SUPPLIED MATERIAL ▸
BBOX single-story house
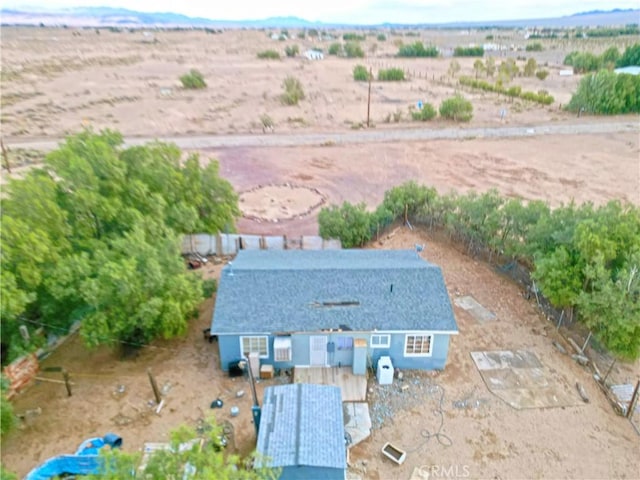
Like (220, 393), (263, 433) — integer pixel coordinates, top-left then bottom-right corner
(256, 383), (347, 480)
(304, 50), (324, 60)
(210, 250), (458, 374)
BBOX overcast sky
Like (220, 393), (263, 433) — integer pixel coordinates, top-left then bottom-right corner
(2, 0), (640, 24)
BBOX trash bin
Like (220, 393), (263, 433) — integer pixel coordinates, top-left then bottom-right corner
(377, 357), (393, 385)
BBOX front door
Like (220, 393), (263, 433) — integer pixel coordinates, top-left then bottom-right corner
(309, 335), (327, 367)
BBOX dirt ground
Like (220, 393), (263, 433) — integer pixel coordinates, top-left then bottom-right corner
(2, 228), (640, 479)
(1, 27), (632, 140)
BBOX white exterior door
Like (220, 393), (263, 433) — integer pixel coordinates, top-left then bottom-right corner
(309, 335), (327, 367)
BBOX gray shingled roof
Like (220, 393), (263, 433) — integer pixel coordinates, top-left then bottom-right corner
(211, 250), (458, 334)
(257, 383), (347, 469)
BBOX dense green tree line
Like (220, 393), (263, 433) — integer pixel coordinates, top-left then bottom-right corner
(0, 131), (239, 357)
(567, 70), (640, 115)
(318, 182), (640, 359)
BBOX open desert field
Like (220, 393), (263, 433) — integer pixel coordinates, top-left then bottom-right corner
(1, 27), (632, 141)
(1, 24), (640, 480)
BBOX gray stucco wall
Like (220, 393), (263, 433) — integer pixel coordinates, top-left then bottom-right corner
(218, 332), (449, 371)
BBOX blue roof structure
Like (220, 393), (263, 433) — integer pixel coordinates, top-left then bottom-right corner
(257, 383), (347, 469)
(211, 250), (458, 335)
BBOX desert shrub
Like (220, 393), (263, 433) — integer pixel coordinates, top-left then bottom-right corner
(378, 68), (405, 82)
(344, 42), (364, 58)
(523, 58), (538, 77)
(459, 76), (554, 105)
(398, 42), (440, 57)
(567, 70), (640, 115)
(440, 95), (473, 122)
(342, 33), (365, 42)
(563, 52), (602, 73)
(0, 377), (16, 436)
(329, 43), (342, 55)
(353, 65), (369, 82)
(411, 103), (438, 122)
(536, 70), (549, 80)
(280, 77), (304, 105)
(284, 45), (300, 57)
(258, 49), (280, 60)
(616, 43), (640, 67)
(453, 46), (484, 57)
(524, 42), (544, 52)
(180, 69), (207, 89)
(600, 46), (620, 68)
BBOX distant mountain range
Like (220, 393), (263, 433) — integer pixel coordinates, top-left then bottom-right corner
(0, 7), (640, 28)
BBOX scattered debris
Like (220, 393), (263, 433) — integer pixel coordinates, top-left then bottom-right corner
(576, 382), (589, 403)
(553, 340), (567, 355)
(571, 354), (589, 367)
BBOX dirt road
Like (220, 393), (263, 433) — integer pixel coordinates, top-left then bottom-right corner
(5, 117), (640, 151)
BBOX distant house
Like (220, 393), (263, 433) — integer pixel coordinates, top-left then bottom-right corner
(211, 250), (458, 374)
(256, 383), (347, 480)
(304, 50), (324, 60)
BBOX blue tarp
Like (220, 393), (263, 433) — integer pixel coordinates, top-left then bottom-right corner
(25, 433), (122, 480)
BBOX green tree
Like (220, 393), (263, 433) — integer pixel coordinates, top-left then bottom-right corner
(576, 253), (640, 360)
(616, 43), (640, 67)
(318, 202), (372, 248)
(280, 76), (304, 105)
(0, 131), (239, 356)
(86, 419), (281, 480)
(440, 95), (473, 122)
(567, 70), (640, 115)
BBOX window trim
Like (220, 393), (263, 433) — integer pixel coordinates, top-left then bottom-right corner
(273, 335), (293, 362)
(239, 335), (269, 358)
(403, 333), (434, 357)
(370, 333), (391, 348)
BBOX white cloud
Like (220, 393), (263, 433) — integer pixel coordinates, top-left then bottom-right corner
(5, 0), (638, 24)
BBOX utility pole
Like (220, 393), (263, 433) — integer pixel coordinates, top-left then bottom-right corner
(367, 67), (373, 128)
(247, 355), (260, 442)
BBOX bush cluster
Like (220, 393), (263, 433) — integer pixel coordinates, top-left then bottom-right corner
(280, 76), (304, 105)
(180, 69), (207, 90)
(524, 42), (544, 52)
(440, 95), (473, 122)
(453, 46), (484, 57)
(567, 70), (640, 115)
(353, 65), (370, 82)
(378, 68), (405, 82)
(411, 103), (438, 122)
(459, 77), (554, 105)
(398, 42), (440, 57)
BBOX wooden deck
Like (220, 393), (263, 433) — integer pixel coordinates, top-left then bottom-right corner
(293, 367), (367, 402)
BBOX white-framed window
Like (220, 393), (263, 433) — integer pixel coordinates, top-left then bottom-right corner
(371, 334), (391, 348)
(240, 335), (269, 358)
(404, 334), (433, 357)
(273, 337), (291, 362)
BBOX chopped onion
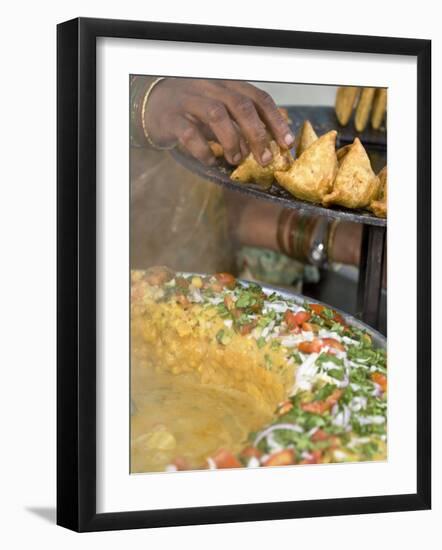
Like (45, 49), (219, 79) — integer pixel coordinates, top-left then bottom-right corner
(253, 424), (304, 447)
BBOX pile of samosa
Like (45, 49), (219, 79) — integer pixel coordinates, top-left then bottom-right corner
(231, 120), (387, 217)
(335, 86), (387, 132)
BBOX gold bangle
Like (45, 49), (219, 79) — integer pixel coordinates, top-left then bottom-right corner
(141, 76), (175, 151)
(327, 220), (339, 264)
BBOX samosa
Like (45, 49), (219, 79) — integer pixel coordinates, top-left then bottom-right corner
(370, 166), (387, 218)
(295, 120), (318, 157)
(322, 138), (379, 208)
(230, 141), (293, 189)
(275, 130), (338, 203)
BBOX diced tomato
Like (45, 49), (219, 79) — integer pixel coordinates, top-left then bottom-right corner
(298, 338), (324, 353)
(278, 401), (293, 416)
(333, 311), (345, 325)
(284, 309), (311, 328)
(263, 449), (295, 466)
(212, 449), (242, 468)
(224, 294), (235, 311)
(239, 320), (258, 336)
(215, 273), (236, 290)
(309, 304), (324, 315)
(209, 282), (224, 292)
(325, 388), (342, 410)
(241, 446), (262, 458)
(371, 372), (387, 391)
(284, 309), (298, 329)
(175, 277), (190, 288)
(295, 311), (312, 325)
(322, 338), (345, 351)
(302, 323), (314, 332)
(310, 428), (330, 443)
(176, 294), (190, 308)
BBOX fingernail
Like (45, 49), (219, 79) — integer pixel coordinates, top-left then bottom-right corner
(261, 149), (272, 164)
(284, 132), (295, 145)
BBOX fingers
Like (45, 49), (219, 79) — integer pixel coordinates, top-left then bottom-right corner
(207, 85), (273, 166)
(172, 115), (216, 166)
(223, 81), (295, 149)
(182, 95), (243, 164)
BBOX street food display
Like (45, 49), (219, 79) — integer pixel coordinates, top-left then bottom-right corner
(131, 267), (387, 472)
(230, 141), (293, 189)
(275, 130), (338, 203)
(335, 86), (387, 132)
(370, 166), (387, 218)
(322, 138), (379, 208)
(206, 119), (387, 218)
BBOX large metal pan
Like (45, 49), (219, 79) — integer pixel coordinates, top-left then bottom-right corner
(172, 107), (387, 227)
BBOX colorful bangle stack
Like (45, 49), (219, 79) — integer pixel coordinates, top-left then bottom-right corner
(276, 209), (339, 267)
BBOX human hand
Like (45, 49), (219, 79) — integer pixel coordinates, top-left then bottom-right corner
(144, 78), (295, 166)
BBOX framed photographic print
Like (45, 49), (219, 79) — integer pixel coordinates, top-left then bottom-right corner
(57, 18), (431, 531)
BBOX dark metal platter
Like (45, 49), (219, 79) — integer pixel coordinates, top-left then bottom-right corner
(171, 106), (387, 227)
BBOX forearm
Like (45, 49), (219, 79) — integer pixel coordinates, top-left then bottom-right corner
(130, 75), (167, 149)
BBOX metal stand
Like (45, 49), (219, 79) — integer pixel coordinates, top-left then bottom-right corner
(357, 225), (386, 328)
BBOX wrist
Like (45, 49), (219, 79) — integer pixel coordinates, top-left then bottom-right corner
(141, 77), (176, 150)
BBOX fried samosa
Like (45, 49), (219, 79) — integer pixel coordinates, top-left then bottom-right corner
(230, 141), (293, 189)
(355, 88), (376, 132)
(371, 88), (387, 130)
(295, 120), (318, 157)
(323, 138), (379, 208)
(336, 143), (352, 166)
(275, 130), (338, 203)
(335, 86), (359, 126)
(370, 166), (387, 218)
(209, 141), (224, 158)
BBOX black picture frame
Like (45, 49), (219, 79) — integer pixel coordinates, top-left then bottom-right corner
(57, 18), (431, 531)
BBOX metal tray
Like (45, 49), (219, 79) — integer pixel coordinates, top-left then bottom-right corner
(181, 271), (387, 349)
(171, 107), (387, 227)
(250, 279), (387, 349)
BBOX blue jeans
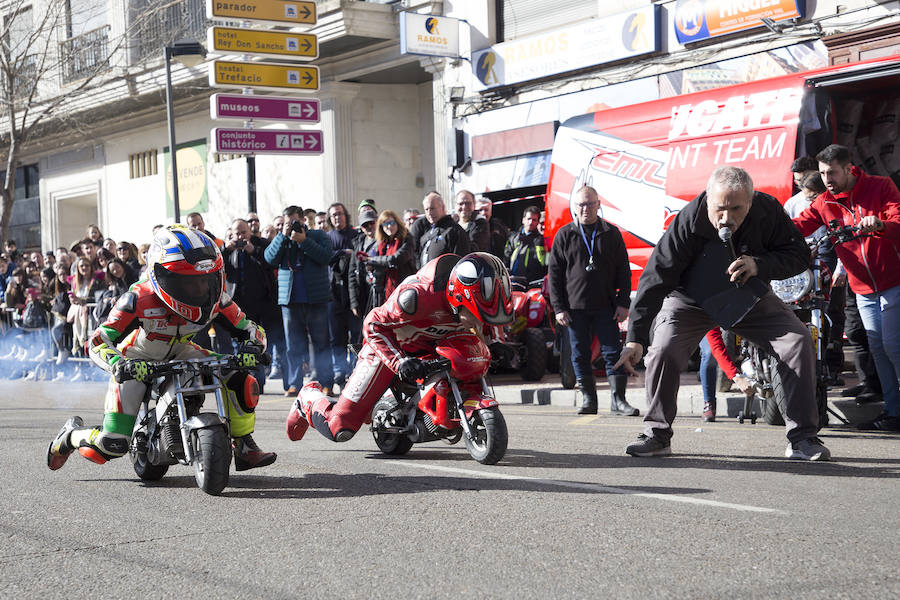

PROBLEM STATEMENT ▸ Reproduce the lines from the line with "BBOX distant house" up to and including the line with "(25, 433), (122, 480)", unchanged.

OUTPUT FOR THIS TASK ▸
BBOX distant house
Like (220, 393), (263, 433) — integer pixel coordinates, top-left then bottom-right corner
(211, 250), (458, 374)
(256, 383), (347, 480)
(304, 50), (324, 60)
BBOX blue tarp
Like (220, 393), (263, 433) — integer pixel coordinates, top-left then bottom-right corner
(25, 433), (122, 480)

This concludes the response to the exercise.